> [Directive] Print everything from the line containing "Would you be able to tag the lamp" down to the final line of the data, both ends included, with each line reproduced unchanged.

[Excerpts from a pointing dataset]

:::::

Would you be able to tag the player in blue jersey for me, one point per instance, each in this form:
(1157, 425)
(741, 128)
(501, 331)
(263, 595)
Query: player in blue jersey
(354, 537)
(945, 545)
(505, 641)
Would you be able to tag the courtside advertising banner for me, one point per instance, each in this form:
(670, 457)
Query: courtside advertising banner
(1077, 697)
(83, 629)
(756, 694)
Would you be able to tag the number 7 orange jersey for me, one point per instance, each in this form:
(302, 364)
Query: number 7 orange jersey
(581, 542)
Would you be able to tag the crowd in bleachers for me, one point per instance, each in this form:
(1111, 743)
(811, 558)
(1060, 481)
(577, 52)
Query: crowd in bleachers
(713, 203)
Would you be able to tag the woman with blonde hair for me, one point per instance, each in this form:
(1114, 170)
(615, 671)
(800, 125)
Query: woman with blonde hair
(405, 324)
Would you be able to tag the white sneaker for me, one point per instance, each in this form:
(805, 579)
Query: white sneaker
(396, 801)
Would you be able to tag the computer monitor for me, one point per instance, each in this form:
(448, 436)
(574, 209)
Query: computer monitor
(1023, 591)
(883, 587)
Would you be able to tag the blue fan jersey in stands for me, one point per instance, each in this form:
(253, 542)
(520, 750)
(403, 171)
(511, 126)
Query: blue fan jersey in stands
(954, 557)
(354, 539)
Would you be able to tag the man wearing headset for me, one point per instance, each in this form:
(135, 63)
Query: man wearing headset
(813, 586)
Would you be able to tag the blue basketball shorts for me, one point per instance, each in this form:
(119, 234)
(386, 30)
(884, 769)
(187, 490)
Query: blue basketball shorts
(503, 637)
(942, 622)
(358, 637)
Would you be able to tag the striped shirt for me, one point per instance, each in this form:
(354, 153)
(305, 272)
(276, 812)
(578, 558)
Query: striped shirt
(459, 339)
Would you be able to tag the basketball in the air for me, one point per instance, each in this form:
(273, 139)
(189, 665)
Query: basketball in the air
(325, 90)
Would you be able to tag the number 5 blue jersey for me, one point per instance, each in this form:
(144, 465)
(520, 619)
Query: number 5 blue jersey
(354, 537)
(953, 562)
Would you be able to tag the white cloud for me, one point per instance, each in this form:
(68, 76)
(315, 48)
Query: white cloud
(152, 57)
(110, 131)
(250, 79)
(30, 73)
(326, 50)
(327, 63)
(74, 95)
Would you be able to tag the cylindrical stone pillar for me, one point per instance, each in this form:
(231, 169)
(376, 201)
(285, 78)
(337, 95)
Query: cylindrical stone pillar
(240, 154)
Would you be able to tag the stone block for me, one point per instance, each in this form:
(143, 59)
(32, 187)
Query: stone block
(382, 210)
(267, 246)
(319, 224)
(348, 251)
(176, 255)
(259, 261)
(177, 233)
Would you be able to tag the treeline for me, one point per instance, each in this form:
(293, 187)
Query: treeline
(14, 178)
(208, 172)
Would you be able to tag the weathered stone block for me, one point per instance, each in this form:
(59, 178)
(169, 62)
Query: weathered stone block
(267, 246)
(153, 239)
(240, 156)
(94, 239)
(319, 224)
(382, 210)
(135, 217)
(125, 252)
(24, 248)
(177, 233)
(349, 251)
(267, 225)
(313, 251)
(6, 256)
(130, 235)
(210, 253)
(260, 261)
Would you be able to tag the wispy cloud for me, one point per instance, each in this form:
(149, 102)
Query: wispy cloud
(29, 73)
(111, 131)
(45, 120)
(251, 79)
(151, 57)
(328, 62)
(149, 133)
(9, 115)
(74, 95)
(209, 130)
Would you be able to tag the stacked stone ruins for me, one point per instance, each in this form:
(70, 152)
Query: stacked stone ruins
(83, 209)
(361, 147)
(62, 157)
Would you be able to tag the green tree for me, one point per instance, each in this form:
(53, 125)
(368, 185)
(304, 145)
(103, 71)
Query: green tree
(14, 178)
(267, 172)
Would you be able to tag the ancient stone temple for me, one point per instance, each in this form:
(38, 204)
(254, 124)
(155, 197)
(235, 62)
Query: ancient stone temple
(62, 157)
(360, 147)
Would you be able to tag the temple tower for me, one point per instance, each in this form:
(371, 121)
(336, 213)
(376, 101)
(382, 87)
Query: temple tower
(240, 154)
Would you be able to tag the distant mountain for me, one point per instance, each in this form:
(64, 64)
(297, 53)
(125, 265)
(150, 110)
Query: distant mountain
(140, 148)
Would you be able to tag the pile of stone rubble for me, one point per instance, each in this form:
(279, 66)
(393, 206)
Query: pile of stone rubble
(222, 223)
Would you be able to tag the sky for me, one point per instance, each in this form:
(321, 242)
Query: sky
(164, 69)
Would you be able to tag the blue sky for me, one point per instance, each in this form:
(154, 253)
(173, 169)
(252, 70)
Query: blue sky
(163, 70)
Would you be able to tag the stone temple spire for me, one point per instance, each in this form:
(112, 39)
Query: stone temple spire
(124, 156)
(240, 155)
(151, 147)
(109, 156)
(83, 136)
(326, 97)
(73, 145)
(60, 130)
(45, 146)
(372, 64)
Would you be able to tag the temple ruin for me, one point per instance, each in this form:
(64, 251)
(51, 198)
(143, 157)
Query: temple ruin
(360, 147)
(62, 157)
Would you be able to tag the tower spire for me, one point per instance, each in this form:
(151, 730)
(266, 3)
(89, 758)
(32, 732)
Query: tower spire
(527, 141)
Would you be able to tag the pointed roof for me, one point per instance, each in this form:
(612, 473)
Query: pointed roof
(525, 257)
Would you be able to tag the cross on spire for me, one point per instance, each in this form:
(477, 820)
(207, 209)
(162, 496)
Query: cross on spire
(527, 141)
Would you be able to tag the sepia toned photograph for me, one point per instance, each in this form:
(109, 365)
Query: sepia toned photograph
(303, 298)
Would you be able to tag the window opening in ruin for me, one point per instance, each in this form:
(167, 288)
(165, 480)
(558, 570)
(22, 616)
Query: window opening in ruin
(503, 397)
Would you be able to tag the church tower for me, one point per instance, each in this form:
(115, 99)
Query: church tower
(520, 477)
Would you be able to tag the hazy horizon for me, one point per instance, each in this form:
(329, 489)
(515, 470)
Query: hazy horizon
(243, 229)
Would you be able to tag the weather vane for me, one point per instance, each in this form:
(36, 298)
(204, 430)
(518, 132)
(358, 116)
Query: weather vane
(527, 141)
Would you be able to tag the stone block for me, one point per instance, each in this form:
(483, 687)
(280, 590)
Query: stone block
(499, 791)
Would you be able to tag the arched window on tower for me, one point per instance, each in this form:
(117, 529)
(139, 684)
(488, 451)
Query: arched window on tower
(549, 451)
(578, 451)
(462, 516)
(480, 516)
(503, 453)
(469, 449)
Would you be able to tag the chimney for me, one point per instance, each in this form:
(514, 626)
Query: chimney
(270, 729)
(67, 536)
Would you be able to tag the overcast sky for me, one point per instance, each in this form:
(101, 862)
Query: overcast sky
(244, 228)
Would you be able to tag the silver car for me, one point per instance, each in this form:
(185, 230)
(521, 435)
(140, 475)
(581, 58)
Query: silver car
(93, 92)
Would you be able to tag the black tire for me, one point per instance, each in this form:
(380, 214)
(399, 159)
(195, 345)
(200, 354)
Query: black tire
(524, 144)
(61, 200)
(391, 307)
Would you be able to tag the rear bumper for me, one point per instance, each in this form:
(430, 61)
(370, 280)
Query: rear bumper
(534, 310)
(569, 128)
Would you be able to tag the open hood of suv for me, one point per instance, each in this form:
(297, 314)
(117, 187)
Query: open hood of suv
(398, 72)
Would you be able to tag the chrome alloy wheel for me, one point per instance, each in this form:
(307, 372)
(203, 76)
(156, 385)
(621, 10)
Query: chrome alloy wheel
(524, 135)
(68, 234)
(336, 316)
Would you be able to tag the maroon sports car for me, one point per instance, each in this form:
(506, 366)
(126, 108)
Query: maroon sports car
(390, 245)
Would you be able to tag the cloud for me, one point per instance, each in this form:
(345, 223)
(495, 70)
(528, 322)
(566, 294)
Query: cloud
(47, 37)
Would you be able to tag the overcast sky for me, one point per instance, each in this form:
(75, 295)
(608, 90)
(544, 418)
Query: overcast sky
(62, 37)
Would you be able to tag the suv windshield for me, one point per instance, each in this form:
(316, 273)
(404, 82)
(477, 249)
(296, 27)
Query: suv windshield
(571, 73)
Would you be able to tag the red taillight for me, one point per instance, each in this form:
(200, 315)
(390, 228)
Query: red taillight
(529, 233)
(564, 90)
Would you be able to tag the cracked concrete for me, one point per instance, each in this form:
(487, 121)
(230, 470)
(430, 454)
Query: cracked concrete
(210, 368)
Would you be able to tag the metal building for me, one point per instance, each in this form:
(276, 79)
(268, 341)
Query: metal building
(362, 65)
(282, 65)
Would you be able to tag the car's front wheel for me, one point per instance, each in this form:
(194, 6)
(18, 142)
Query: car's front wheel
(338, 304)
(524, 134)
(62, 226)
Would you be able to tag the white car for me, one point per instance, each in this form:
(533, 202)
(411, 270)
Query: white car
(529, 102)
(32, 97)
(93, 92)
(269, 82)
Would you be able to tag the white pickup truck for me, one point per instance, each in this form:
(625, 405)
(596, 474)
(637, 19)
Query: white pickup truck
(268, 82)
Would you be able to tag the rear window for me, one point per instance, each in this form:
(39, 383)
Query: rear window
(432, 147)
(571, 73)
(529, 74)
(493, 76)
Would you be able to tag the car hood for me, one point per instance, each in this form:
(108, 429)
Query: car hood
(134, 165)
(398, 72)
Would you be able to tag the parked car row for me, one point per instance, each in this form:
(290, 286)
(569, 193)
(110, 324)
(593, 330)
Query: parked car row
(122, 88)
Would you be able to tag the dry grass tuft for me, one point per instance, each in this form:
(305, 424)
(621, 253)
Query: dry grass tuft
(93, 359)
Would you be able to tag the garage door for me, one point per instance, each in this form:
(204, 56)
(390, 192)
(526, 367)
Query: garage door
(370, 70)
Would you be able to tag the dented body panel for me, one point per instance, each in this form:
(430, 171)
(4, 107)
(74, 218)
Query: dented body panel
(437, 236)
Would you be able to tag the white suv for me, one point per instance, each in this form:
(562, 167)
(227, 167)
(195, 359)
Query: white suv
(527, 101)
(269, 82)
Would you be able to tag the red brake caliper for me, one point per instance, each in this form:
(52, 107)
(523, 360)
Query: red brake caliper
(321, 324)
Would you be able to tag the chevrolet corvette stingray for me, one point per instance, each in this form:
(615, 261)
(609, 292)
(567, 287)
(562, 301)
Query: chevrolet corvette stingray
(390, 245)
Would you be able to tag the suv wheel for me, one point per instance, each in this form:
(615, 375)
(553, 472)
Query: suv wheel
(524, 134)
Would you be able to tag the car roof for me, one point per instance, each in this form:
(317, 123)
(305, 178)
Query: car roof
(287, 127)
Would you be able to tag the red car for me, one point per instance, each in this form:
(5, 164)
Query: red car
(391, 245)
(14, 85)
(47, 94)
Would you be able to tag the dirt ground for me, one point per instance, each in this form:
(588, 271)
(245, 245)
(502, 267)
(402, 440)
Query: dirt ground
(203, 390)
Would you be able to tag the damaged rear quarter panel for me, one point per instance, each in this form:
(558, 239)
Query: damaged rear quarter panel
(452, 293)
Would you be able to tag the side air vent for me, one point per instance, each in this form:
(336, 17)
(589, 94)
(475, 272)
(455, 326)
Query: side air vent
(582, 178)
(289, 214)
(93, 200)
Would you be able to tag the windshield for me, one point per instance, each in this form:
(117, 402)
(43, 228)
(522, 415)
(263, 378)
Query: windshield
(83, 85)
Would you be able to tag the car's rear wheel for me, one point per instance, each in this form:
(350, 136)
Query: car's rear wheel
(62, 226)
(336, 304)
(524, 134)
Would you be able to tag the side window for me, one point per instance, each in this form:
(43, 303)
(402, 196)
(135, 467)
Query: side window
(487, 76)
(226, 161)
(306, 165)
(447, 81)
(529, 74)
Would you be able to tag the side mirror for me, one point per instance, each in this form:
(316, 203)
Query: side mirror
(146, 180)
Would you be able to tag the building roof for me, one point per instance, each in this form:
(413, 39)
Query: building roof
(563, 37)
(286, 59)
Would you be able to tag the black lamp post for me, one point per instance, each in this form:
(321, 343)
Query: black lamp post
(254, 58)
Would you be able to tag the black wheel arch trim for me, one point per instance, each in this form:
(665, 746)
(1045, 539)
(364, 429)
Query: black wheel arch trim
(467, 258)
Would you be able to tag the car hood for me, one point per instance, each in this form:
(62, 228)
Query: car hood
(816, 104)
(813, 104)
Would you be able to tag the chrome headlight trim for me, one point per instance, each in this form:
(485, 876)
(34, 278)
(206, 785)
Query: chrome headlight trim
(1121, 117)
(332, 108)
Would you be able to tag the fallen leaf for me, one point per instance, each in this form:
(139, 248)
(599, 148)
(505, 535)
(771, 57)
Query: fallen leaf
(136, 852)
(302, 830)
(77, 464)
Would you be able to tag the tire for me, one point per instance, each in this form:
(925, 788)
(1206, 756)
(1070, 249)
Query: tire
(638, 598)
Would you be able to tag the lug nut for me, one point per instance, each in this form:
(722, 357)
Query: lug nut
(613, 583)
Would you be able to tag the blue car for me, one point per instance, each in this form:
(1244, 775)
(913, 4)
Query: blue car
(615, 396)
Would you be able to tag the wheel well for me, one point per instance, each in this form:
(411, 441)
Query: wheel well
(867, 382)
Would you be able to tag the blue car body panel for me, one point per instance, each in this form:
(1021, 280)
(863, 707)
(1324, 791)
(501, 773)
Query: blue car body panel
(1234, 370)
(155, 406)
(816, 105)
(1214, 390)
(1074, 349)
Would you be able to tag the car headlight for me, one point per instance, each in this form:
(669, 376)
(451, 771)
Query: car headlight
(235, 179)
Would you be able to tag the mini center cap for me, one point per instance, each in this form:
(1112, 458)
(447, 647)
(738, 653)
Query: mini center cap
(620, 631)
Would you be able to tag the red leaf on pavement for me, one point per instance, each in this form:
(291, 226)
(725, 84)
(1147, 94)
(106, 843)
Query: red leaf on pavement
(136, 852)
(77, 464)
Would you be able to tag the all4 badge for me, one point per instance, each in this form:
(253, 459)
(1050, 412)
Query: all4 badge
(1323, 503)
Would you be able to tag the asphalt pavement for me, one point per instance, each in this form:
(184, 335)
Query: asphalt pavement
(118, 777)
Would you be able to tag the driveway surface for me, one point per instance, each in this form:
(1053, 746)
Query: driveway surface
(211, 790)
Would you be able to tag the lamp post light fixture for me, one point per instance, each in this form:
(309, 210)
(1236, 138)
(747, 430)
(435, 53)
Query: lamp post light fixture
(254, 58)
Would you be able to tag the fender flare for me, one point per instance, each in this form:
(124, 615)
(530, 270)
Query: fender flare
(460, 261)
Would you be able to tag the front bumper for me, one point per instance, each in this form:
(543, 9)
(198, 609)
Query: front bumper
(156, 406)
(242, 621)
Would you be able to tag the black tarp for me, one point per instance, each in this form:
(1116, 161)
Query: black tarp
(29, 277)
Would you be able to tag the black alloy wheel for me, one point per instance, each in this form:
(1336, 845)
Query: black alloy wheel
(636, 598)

:::::

> [Response for this exercise]
Would you be able to tag the lamp post light fixture for me, one point per instance, each in this form:
(309, 210)
(1236, 138)
(747, 430)
(435, 53)
Query: lamp post light fixture
(254, 58)
Would you be able to tag the fender flare for me, one point per instance, each in this form:
(124, 615)
(530, 270)
Query: fender flare
(460, 261)
Would you be able to tag the front bumper for me, one point per instance, each in this form:
(543, 9)
(198, 609)
Query: front bumper
(156, 406)
(242, 621)
Would you be able to tag the black tarp for me, one point per instance, each in this form:
(1116, 161)
Query: black tarp
(29, 277)
Would you be able to tag the black alloy wheel for me, one point per instance, each in this form:
(1336, 845)
Query: black alloy wheel
(636, 598)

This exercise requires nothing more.